## Task data
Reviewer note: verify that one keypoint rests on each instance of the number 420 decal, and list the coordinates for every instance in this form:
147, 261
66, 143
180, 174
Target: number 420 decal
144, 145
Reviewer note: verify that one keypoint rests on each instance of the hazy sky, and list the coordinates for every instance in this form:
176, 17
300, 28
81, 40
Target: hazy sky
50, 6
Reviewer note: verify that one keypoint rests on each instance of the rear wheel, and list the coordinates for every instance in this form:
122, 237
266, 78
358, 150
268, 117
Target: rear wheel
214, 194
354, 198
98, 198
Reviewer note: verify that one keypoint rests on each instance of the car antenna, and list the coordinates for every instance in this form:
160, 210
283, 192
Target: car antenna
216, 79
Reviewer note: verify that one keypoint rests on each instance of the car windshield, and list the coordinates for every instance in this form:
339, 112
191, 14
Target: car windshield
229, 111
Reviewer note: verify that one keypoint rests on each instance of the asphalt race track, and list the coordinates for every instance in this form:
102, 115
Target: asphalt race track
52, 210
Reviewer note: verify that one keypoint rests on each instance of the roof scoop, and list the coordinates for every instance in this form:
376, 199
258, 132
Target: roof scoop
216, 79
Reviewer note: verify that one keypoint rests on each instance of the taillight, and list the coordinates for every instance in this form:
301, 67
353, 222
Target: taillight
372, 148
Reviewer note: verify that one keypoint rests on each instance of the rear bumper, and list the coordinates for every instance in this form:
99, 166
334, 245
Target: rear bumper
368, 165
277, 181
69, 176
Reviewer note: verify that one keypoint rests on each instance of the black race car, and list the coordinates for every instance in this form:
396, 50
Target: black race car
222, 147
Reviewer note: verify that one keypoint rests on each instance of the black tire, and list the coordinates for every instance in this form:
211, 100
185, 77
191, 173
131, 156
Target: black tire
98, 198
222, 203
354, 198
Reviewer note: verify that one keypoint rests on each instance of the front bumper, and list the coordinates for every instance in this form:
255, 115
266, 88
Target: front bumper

## Task directions
Rewrite the records above so that every "keypoint" becomes "marker", with nothing else changed.

## Expected answer
Reviewer note: verify that one marker rests on each instance of the number 420 decal, and list the coordinates for every instance in this form:
147, 261
66, 143
180, 174
Target: number 420 decal
144, 145
Reviewer note: verify that one marker rests on each instance of the hazy sky, and list the coordinates for every instance in this form:
176, 17
300, 28
81, 40
Target: hazy sky
50, 6
Reviewer note: verify that one marker rests on each instance of the rear wheel, and list the coordinates for every instance in this form:
122, 237
266, 78
358, 150
268, 117
Target: rear wheel
214, 194
354, 198
98, 198
Reviewer note: verify that one marker rests on each instance of the car antenna, and list the coordinates for every instance in this form:
160, 210
283, 192
Target: car antenna
216, 79
Reviewer note: verify that one marker rests on each instance of the car windshield, and list the coordinates for every instance in this form:
339, 112
191, 14
Target: car windshield
229, 111
Reviewer note: verify that one marker rests on each instance of the asphalt race track, and list the coordinates for every instance in this form:
102, 115
Target: asphalt race track
52, 210
Reviewer note: verify that one marker rests on each instance of the roof scoop, and list the coordinates for every instance in this form:
376, 199
258, 132
Target: roof scoop
216, 79
Reviewer note: verify that one marker rests on each instance of the taillight, and list the coordinates for every instance in this form:
301, 67
353, 222
Target: taillight
372, 148
Reviewer note: verify that one marker rests on each instance of the rear bumper, and list the coordinates for every instance in this form:
99, 166
334, 245
Target: rear bumper
368, 165
277, 181
69, 176
Reviewer note: verify that one marker rests on each instance of the black race car, and list the coordinates for every instance in this form:
396, 50
Target: black race car
222, 147
Reviewer note: verify that one marker rests on each instance of the black tire, and list the coordinates for every instance in this form:
211, 100
185, 77
191, 173
131, 156
Target: black tire
98, 198
222, 203
354, 198
Reviewer note: verify that one marker rests on each instance of the front bumper, and list the coordinates for every instance in this form:
255, 115
266, 88
Target: front bumper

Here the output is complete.